YOUR GOAL: Count the lines in the data below that contain the word "street", and give only that number.

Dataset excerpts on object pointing
------------------------------------
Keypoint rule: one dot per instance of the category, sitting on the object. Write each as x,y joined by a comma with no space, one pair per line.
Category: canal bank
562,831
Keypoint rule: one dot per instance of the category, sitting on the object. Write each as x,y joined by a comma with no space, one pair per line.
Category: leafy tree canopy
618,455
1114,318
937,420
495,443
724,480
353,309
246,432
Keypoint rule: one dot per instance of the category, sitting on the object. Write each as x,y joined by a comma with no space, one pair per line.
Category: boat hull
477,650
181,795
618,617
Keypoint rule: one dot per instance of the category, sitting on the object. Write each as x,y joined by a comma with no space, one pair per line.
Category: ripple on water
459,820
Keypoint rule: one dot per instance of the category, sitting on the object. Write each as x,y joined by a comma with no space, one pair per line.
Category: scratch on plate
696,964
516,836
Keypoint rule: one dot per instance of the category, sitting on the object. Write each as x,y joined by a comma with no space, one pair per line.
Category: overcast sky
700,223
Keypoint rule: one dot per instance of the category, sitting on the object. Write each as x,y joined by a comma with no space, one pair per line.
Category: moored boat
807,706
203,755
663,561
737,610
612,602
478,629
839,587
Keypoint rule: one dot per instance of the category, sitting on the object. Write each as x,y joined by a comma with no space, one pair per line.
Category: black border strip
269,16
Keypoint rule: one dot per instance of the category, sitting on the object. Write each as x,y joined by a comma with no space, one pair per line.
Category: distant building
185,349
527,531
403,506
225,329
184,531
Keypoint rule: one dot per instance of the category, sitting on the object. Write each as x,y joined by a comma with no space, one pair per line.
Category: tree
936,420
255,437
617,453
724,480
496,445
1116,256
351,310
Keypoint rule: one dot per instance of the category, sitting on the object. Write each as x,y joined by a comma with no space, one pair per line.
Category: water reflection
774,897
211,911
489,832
------------------------------------
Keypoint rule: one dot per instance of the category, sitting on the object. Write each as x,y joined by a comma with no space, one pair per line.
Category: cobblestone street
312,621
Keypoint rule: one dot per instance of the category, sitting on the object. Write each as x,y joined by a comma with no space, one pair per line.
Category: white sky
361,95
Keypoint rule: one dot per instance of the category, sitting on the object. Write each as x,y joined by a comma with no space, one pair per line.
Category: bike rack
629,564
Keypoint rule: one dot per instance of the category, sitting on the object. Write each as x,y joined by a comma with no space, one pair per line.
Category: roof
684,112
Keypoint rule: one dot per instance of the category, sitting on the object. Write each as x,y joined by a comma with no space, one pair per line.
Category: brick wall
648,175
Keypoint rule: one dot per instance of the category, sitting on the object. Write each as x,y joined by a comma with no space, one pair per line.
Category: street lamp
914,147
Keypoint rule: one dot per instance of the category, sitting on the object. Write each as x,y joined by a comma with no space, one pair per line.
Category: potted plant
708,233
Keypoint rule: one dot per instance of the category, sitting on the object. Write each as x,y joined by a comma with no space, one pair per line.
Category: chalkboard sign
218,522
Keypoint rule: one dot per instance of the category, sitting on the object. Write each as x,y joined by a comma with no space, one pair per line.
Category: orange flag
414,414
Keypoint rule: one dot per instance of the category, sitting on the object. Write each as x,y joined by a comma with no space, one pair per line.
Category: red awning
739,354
------------------------------------
ANSWER TO THIS PROBLEM: 2